--- Problem description ---
Output each record below exactly as it stands, leaving out the pictures.

--- Data section ---
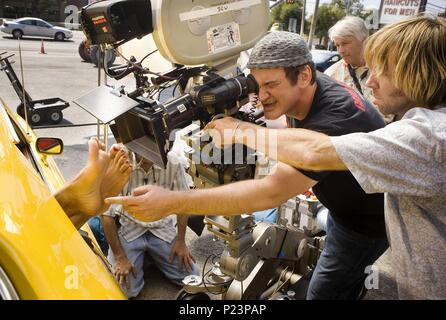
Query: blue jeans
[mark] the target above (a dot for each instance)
(159, 250)
(340, 270)
(98, 231)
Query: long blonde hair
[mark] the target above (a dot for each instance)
(412, 53)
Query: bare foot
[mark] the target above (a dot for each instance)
(82, 196)
(117, 174)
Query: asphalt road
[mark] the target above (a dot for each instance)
(61, 73)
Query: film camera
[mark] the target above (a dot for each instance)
(207, 36)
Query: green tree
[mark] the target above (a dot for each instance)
(283, 12)
(328, 15)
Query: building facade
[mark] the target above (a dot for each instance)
(49, 10)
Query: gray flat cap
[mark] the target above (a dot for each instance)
(279, 49)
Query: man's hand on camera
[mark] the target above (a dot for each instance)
(223, 131)
(147, 203)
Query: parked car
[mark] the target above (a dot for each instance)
(42, 255)
(323, 59)
(36, 28)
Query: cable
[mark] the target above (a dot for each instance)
(148, 55)
(145, 70)
(105, 65)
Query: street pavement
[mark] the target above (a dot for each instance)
(61, 73)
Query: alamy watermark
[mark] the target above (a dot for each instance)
(371, 281)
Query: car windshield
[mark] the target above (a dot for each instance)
(321, 56)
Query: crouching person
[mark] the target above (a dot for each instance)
(130, 239)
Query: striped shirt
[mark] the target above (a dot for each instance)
(174, 177)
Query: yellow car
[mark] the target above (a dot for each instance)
(42, 255)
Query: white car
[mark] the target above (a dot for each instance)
(36, 28)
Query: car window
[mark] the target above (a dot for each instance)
(28, 22)
(42, 24)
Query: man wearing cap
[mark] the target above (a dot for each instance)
(282, 65)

--- Written solution ---
Query: blue jeans
[mark] the target above (a dot for each instance)
(159, 250)
(340, 270)
(98, 231)
Query: long blonde hair
[mark] the target above (a dot for each instance)
(412, 53)
Query: bare foot
[mark] the target above (a dot for each instance)
(82, 196)
(117, 174)
Query: asphalt road
[mark] the target above (a dot for each instance)
(61, 73)
Query: film camera
[mark] the target above (a dot for each instance)
(207, 36)
Query: green tree
[mark] the target above (a dot for each instance)
(283, 12)
(328, 15)
Query: building facade
[mark] the target above (a dot for each instance)
(49, 10)
Query: gray flat cap
[mark] the target above (a dot for each instance)
(279, 49)
Query: man's hand on camera
[mark] the target above (a dot for each instance)
(223, 131)
(147, 203)
Query: parked car
[mark] the target above (a dot for each instance)
(42, 255)
(323, 59)
(36, 28)
Query: cable
[mark] the target above (a dot for each instance)
(148, 55)
(145, 70)
(105, 65)
Query: street pavement
[mark] the target above (a dot for each instance)
(61, 73)
Query: alamy watermark
[mark] the target above (a dot for each instance)
(371, 281)
Query: car windshield
[mark] the target above (a dot for each instance)
(321, 56)
Query: crouching person
[mark] the target above (a dot for each instance)
(130, 239)
Query: striped shirt
[mark] the target above (a dot for each instance)
(174, 177)
Query: yellow car
[mark] the target above (a dot for each instance)
(42, 255)
Query: white car
[mark] the target above (a dot for each instance)
(36, 28)
Query: car window
[mark] the target above (a dot for each instance)
(28, 22)
(42, 24)
Query: man wearing cap
[mark] the target above (a dot for each instance)
(282, 65)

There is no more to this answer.